# [Check your understanding]
1 - What does the text on ammonia as a shipping fuel state about each point below?
(a) At what temperature must hydrogen be kept?
(b) What is the boiling point of ammonia?
(c) What total power of fuel cell modules is planned for Viking Energy?
2 - Reproduce everything in the text on ammonia as a shipping fuel from "Hydrogen (H2) can" down to "best lithium-ion batteries.", without changes.

# [Text block]

Hydrogen (H2) can be used in engines or fuel cells, emitting nothing more than heat and water. The trouble is storing it. With a density of just 71 kg/m3, storage is a challenge.. It must also be kept at -252.87°C, not far from absolute zero. Maintaining this temperature entails constant energy usage. No wonder the shipping industry is looking for a more sensible approach.
Ammonia (NH3) contains more hydrogen than a single hydrogen molecule. This is useful in itself; but more so is the fact that, with its boiling point of −33.34°C, ammonia can be stored as a liquid at much more manageable temperatures. Its energy density is lower than conventional bunker fuel, but ten times higher than the best lithium-ion batteries.
Let’s get started
Recently, the Korean Register granted an Approval in Principle (AIP) for an 8,000m3 ammonia bunkering vessel concept developed by Korea’s KMS EMEC and Singapore shipping company Navig8. The design would run using a portion of its own cargo, fired in dual-fuel configuration with a small feed of marine gas oil (MGO).
For smaller vessels, fuel cells—which can use hydrogen once it is extracted from ammonia—could be an option. They can double the energy efficiency of an internal combustion engine (ICE), making them an ideal substitute for a four-stroke engine in diesel-electric configuration. The problem, at present, is making a fuel cell large enough to do the job.
Nevertheless, Eidesvik Offshore, in January 2020, committed to installing a full ammonia-fuel-cell propulsion system on its vessel Viking Energy, by 2024. “The goal is to install fuel cell modules with a total power of 2 MW on board Viking Energy in 2024,” said Jan Fredrik Meling, CEO of Eidesvik Offshore. “This will make the vessel the world’s first emission-free supply vessel.”
Scaling up
The biggest potential of ammonia, though, arises from the ability to use the fuel to run ultra-large ships. To this end, MAN Energy Solutions is already working on a two-stroke NH3-fired engine, to be commercially available by 2024; and a conversion kit for existing two-stroke engines shortly after that, in 2025.
“…we’re currently focusing R&D in the creation of a complete system from fuel tank to engine, making trials with double walls, using different materials solutions, developing smart software, and finding the optimal process solutions,” said Østergaard Sørensen, MAN head of Two-Stroke Research and Development.
The benefit would be twofold. Not only would this allow a switch to be made, in the longer-term, to a zero-carbon fuel (provided that fuel can be generated through renewable means) without downsizing the fleet. But the ability to convert existing vessels would enable this shift without new tonnage having to be constructed.
Indeed, once the initial hurdle of establishing an NH3-powered fleet is overcome, it is possible that individual vessels will benefit from far longer service lives—no longer having to compete with themselves to reduce carbon emissions.
Temper your enthusiasm
There are problems to overcome, however; NH3 is corrosive, and toxic. Exposure to high concentrations can cause blindness, lung damage, even death, making it far more hazardous to handle than conventional fuels. Introduction into the marine environment, via spillage, could have severe ramifications for the local wildlife.
Furthermore, ammonia, like other hydrogen-based fuels, comes with the caveat that it will only provide a CO2 reduction with ‘green’ (renewable) hydrogen. The ability to generate hydrogen using renewable energy sources could enormously improve the latter’s business case, if done correctly, it could perform a vital ‘load-leveling’ function, allowing us to harness power that would otherwise be wasted.
Unfortunately, almost all H2, at the time of writing, is generated using fossil fuels. All enthusiasm for ammonia is conditional, therefore, on whether it uses ‘green’ hydrogen, rather than ‘brown’ as a feedstock. If a renewable alternative cannot be found, implementing an NH3-based shipping economy will achieve nothing for the climate.

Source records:
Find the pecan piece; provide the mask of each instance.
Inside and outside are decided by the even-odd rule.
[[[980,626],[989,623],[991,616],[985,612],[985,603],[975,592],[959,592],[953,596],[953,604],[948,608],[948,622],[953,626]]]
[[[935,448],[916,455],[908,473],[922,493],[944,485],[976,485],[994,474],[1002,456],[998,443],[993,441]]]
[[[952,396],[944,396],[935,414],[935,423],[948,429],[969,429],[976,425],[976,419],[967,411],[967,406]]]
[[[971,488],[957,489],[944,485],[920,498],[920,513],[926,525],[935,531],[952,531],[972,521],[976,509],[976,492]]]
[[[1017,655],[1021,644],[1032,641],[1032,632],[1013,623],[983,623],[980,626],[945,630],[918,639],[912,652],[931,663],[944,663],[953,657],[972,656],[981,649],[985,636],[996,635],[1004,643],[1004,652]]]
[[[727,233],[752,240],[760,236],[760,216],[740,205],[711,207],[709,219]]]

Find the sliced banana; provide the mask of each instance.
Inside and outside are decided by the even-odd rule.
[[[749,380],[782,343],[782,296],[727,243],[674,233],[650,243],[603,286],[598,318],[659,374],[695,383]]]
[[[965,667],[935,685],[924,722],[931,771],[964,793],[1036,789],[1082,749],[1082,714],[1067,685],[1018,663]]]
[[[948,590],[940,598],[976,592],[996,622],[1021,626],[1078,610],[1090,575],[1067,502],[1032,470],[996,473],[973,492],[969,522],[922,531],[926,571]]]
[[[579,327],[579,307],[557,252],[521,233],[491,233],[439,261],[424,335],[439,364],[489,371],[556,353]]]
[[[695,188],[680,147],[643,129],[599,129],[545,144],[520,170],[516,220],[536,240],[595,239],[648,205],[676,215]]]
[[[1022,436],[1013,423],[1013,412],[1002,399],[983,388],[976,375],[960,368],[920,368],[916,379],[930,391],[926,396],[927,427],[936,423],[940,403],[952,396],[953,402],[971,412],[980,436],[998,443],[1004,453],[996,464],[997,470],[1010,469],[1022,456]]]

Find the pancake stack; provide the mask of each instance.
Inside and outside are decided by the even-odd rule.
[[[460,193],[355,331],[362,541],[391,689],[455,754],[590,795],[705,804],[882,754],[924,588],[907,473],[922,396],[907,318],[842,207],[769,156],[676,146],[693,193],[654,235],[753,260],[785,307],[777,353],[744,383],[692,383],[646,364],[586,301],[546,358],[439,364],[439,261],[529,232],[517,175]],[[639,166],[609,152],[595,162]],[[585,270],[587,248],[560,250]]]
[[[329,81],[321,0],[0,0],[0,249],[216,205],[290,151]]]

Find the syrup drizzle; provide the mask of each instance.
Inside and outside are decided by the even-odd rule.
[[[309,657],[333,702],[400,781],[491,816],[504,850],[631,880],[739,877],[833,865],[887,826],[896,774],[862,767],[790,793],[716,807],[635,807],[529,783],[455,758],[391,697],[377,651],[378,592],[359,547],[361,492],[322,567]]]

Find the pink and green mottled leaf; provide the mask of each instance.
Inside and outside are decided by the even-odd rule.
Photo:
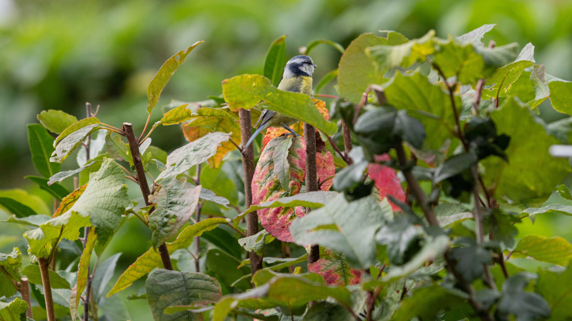
[[[387,154],[378,158],[380,160],[389,160],[390,157]],[[387,195],[391,195],[396,199],[405,202],[405,192],[403,187],[398,178],[395,170],[381,164],[370,163],[368,166],[370,177],[374,180],[375,188],[379,193],[379,200],[382,200]],[[390,201],[391,208],[394,211],[400,211],[401,208]]]
[[[362,280],[362,271],[349,267],[343,254],[326,251],[328,256],[308,265],[309,272],[324,277],[328,285],[349,286]]]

# [Exercise solutions]
1 -
(a) -252.87°C
(b) −33.34°C
(c) 2 MW

2 -
Hydrogen (H2) can be used in engines or fuel cells, emitting nothing more than heat and water. The trouble is storing it. With a density of just 71 kg/m3, storage is a challenge.. It must also be kept at -252.87°C, not far from absolute zero. Maintaining this temperature entails constant energy usage. No wonder the shipping industry is looking for a more sensible approach.
Ammonia (NH3) contains more hydrogen than a single hydrogen molecule. This is useful in itself; but more so is the fact that, with its boiling point of −33.34°C, ammonia can be stored as a liquid at much more manageable temperatures. Its energy density is lower than conventional bunker fuel, but ten times higher than the best lithium-ion batteries.